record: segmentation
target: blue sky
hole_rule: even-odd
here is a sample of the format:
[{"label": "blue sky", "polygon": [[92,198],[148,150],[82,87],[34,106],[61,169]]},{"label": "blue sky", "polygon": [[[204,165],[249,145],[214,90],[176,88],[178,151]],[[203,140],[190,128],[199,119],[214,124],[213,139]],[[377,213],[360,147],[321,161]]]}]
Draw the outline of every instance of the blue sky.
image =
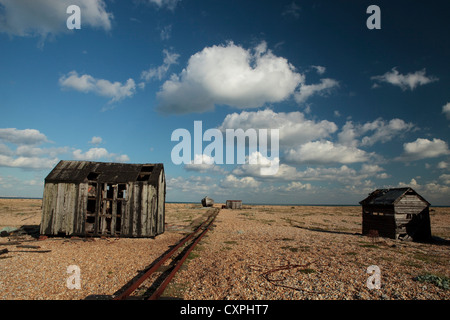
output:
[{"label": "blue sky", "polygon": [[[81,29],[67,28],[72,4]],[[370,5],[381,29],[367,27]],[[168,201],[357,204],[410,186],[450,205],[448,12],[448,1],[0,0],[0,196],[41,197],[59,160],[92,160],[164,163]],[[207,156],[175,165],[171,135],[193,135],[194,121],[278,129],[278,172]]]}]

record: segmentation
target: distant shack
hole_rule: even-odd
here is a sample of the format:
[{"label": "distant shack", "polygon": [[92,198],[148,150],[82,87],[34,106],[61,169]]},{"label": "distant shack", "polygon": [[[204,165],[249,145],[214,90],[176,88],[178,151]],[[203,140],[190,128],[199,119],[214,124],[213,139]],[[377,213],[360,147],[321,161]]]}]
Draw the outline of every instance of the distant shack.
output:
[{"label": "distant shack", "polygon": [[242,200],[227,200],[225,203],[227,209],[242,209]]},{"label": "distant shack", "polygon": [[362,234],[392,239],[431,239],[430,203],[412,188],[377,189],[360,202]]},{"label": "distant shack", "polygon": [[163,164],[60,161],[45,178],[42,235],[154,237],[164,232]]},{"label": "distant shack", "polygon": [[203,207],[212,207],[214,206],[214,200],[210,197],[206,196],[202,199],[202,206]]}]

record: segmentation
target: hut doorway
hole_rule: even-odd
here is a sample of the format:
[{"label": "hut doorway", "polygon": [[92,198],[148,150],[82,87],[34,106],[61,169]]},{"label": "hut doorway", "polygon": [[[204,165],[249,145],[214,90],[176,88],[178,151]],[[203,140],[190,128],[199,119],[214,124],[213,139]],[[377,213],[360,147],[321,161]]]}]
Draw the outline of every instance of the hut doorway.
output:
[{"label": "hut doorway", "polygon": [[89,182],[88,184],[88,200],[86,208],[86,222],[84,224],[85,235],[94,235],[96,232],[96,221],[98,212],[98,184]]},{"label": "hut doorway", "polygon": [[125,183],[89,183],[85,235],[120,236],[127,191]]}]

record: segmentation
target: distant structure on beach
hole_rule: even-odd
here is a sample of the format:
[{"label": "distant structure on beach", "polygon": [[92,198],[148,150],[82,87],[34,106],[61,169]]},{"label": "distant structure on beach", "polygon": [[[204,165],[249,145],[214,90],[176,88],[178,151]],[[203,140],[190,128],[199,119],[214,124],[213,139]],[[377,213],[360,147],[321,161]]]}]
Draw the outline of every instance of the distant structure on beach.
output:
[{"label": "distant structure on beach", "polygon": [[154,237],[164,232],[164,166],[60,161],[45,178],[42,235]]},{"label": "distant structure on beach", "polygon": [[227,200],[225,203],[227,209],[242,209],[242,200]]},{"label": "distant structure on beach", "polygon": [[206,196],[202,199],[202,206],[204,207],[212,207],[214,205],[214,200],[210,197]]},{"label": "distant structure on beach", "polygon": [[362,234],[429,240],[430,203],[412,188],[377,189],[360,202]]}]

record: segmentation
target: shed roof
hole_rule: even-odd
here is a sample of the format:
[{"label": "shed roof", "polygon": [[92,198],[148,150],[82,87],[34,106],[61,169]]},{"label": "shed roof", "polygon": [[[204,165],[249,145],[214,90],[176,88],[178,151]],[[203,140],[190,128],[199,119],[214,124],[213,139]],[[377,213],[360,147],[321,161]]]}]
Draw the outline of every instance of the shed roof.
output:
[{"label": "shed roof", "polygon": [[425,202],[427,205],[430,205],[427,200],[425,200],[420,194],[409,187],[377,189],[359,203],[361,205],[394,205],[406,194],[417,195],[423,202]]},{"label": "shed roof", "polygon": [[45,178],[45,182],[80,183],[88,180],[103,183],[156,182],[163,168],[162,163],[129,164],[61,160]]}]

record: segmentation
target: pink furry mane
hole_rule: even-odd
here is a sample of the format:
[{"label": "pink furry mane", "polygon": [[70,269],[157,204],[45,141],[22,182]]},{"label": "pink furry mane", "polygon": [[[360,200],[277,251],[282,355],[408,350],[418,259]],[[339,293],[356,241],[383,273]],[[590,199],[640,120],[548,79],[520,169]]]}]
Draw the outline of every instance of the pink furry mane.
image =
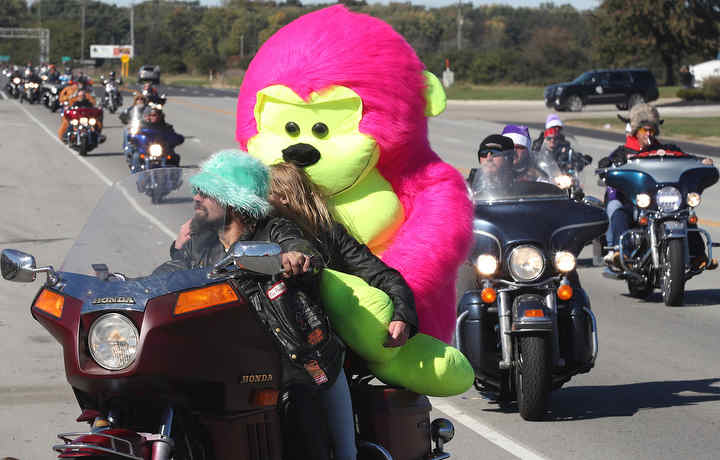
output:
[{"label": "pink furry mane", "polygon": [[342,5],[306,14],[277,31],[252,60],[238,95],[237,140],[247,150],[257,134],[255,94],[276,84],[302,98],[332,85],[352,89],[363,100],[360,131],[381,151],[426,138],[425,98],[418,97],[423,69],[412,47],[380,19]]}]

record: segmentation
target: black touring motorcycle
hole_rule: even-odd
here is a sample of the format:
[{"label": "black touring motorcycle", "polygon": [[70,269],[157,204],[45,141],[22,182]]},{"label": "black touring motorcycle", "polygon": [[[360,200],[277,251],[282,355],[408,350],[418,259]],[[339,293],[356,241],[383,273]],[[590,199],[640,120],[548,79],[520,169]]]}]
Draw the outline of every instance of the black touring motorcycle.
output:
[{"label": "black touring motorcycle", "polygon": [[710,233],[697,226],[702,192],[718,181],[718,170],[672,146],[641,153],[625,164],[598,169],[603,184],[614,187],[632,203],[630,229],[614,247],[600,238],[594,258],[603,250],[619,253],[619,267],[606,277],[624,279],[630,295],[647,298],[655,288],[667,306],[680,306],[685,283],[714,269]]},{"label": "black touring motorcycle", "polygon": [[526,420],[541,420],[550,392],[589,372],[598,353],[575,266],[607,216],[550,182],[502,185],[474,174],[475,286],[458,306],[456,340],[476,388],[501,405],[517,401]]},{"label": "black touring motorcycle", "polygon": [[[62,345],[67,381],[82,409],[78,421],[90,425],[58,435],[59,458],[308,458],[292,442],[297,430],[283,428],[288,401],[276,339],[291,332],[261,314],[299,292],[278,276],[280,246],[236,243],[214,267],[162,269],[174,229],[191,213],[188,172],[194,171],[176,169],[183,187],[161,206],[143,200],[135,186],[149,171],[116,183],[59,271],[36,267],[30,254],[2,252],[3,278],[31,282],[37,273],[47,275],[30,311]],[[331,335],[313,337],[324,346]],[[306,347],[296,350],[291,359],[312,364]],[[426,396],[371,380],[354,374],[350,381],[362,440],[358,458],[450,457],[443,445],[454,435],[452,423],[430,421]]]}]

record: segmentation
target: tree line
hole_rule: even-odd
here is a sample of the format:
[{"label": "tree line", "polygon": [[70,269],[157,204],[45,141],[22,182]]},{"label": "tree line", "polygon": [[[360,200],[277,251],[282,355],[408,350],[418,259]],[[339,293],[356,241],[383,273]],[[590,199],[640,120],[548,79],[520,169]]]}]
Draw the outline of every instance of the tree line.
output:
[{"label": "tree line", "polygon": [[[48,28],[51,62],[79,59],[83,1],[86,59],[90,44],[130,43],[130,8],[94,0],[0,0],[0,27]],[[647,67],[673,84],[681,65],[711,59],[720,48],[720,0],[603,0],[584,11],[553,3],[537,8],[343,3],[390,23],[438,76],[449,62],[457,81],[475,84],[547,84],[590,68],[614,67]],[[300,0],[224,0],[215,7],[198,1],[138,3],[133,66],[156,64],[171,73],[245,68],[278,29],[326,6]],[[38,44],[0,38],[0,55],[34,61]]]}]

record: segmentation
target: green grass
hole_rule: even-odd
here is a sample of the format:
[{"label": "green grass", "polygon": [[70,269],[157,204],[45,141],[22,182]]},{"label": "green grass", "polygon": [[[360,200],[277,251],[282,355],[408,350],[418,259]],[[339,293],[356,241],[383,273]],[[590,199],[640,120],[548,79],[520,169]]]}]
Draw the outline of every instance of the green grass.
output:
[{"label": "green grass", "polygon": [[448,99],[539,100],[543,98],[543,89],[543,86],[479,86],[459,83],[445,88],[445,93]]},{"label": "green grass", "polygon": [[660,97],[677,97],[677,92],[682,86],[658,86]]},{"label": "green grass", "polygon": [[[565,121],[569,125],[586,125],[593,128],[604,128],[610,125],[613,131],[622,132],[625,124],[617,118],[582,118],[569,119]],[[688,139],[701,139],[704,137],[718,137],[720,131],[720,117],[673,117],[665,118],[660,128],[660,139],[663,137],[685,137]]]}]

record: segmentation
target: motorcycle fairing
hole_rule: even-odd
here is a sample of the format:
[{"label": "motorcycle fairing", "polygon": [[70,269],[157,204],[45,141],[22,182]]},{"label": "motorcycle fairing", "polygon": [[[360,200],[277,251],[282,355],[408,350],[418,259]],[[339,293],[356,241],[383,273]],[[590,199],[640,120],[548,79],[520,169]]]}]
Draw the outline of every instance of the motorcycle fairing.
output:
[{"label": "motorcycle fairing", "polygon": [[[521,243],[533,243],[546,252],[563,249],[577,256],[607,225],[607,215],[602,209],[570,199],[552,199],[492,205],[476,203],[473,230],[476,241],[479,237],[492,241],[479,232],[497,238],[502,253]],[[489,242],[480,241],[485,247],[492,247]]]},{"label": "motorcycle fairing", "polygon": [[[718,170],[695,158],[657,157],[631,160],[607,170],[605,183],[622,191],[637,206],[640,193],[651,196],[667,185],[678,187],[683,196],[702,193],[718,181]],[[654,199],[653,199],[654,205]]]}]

○ ○ ○ ○ ○ ○ ○

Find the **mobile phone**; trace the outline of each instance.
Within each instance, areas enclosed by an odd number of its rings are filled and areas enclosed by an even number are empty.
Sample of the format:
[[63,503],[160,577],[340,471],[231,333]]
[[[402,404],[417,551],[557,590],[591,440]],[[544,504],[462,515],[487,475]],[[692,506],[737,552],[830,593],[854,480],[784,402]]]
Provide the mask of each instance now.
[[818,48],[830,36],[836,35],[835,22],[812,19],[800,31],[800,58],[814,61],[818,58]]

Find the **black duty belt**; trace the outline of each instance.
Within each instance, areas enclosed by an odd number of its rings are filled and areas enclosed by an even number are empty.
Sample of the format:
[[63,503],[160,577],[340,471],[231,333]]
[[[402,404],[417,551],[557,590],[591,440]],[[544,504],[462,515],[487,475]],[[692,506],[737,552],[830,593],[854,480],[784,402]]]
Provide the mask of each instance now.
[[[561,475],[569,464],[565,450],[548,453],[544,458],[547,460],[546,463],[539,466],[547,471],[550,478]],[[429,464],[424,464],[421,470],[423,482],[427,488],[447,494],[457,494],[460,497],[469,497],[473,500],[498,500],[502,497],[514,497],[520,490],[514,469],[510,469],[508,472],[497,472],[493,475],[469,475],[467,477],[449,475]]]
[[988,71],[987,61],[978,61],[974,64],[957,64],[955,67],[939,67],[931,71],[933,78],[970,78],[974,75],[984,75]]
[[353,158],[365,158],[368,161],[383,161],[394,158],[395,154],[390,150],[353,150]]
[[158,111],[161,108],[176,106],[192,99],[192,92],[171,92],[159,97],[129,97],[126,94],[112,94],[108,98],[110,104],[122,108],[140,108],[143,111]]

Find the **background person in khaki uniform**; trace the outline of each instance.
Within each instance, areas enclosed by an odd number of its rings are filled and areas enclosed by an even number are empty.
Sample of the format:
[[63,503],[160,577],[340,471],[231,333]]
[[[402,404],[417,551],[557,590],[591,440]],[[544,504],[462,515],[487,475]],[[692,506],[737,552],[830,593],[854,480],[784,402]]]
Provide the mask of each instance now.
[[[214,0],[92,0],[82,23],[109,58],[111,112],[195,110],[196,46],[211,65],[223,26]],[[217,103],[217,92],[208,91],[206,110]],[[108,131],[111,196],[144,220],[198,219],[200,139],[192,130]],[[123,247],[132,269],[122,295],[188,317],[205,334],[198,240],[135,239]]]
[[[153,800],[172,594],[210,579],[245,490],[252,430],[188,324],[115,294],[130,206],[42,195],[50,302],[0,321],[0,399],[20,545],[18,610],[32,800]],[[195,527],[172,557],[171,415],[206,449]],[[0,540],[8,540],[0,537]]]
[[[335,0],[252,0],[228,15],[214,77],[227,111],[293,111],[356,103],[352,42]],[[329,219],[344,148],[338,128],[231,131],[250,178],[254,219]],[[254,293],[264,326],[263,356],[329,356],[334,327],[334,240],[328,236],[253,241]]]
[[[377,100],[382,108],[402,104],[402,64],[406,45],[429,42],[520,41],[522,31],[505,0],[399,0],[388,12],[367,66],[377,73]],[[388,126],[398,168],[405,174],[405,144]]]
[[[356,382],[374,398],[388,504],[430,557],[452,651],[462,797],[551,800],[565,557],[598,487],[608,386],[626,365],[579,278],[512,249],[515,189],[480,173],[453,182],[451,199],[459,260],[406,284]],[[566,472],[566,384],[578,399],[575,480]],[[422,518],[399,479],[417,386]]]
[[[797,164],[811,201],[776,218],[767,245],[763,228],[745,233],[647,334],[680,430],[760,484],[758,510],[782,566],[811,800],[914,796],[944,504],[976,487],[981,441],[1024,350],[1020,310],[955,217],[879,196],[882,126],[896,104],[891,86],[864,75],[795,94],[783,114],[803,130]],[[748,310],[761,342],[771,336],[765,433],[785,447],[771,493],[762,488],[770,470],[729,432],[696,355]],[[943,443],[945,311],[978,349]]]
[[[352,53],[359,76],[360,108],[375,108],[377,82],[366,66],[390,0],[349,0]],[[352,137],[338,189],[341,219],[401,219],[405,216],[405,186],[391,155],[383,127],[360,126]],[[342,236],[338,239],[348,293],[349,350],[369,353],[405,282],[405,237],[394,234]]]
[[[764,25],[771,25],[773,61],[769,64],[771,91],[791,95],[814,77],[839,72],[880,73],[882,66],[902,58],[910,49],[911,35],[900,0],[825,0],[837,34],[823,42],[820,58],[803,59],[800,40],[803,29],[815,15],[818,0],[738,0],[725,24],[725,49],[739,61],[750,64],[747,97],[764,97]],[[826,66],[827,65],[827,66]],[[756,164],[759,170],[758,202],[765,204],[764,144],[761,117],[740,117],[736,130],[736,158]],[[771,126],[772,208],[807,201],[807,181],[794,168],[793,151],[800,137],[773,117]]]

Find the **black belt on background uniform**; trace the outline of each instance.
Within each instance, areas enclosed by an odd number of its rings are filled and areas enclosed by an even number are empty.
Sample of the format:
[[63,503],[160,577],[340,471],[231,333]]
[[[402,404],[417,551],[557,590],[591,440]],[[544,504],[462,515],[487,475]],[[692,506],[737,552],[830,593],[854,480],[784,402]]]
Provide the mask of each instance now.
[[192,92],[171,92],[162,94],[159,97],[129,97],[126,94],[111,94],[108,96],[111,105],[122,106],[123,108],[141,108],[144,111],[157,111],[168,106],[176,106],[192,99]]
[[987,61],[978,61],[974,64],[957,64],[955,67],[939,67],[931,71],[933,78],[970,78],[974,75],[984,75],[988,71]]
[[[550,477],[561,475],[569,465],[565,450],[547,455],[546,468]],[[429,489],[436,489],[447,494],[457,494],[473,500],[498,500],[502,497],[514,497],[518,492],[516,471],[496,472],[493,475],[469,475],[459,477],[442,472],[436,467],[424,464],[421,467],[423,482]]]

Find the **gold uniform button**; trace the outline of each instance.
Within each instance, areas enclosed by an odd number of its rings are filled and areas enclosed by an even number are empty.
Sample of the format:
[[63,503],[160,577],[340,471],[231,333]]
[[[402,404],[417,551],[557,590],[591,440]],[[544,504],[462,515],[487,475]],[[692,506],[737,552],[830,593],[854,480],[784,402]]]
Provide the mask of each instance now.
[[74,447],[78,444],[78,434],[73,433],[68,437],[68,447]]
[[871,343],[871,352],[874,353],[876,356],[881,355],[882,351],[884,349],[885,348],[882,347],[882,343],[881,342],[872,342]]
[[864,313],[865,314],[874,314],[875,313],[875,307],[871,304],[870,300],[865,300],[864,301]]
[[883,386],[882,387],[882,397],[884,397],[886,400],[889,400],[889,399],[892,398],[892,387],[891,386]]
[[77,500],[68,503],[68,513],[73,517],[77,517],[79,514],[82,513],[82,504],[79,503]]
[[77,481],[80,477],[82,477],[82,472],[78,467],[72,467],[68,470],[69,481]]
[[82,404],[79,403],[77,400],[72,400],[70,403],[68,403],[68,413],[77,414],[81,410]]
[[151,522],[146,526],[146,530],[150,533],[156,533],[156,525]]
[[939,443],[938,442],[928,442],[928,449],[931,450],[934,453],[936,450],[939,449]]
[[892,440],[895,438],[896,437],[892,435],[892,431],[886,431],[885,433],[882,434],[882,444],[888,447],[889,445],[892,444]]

○ ○ ○ ○ ○ ○ ○

* _WHAT NEEDS TO BE DONE_:
If a line in the records includes the string "Find", copy it.

* _ANSWER_:
Find the **mobile phone**; trace the outline of each instance.
Find the **black duty belt**; trace the outline of each instance.
Find the **background person in khaki uniform**; trace the outline of each instance.
Find the **black belt on background uniform**; trace the outline of each instance.
Find the **gold uniform button**; trace the outline of each instance.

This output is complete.